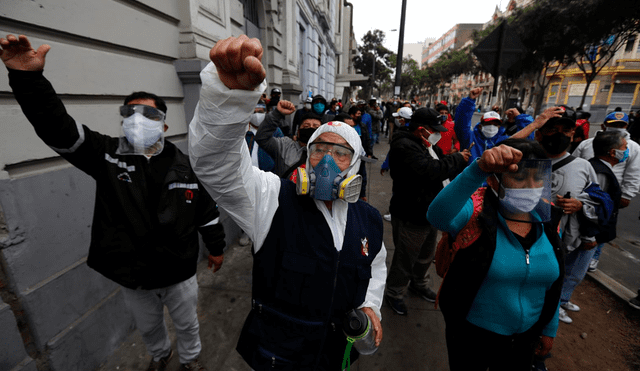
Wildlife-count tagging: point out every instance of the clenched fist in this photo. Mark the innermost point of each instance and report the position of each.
(237, 60)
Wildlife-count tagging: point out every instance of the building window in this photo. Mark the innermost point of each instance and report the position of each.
(631, 41)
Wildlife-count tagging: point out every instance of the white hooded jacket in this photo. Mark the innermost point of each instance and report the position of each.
(220, 158)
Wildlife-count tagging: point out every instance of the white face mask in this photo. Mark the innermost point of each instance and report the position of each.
(520, 200)
(490, 131)
(256, 119)
(622, 131)
(434, 138)
(141, 131)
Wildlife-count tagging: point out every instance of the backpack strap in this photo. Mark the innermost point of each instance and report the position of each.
(447, 249)
(289, 174)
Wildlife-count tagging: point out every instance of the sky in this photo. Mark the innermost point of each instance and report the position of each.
(423, 18)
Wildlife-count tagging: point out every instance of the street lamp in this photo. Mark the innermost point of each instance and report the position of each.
(373, 71)
(400, 45)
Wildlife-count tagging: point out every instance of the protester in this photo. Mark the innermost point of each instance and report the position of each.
(419, 171)
(259, 157)
(287, 153)
(486, 134)
(297, 118)
(318, 105)
(366, 120)
(149, 204)
(274, 99)
(500, 295)
(516, 121)
(582, 122)
(574, 186)
(315, 257)
(373, 109)
(353, 120)
(627, 172)
(610, 149)
(449, 141)
(332, 111)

__YOUR GOAL__
Write the entries out again word for word. Omit all pictures from them.

__EXERCISE ANSWER__
Wildlife-count tagging: point out every instance of the clenched fist in this photo. Mark the innermost point of each instance and report the position of each.
(237, 60)
Wildlife-count tagging: point out every instance of the building window in this photo. Mark the innermost point of each instance and report the position of each.
(631, 41)
Wildlife-count tagging: point out every instance of the white hooded jacket in this photo. Mark the innermost point of each instance and report the position of each.
(220, 158)
Wildlife-count tagging: point out every instance of the white face mask in this photo. Mark the innermost point of each instance and report the position of each.
(520, 200)
(490, 131)
(256, 119)
(622, 131)
(434, 138)
(141, 131)
Wildlife-count tagging: point out every instance of the backpack strap in this photo. Mark the innermost point of each instance and report the position of each.
(447, 249)
(289, 174)
Wildlife-count tagging: point out every instance of the sky in this photo. Mark the innermost point of each instance and report the position of each.
(423, 18)
Wildlife-count tagging: point out every instance of the street lamp in this photo. Mark the innermost point of each instance and report the position of each.
(373, 71)
(400, 45)
Wildlife-count tagging: point out every instance of the protester in this photo. Mark the innermost point of each instance and report the position of each.
(419, 171)
(259, 157)
(287, 153)
(486, 134)
(297, 118)
(318, 105)
(366, 120)
(149, 204)
(274, 99)
(500, 295)
(516, 121)
(582, 122)
(574, 186)
(315, 257)
(373, 109)
(353, 120)
(627, 172)
(610, 149)
(449, 141)
(332, 111)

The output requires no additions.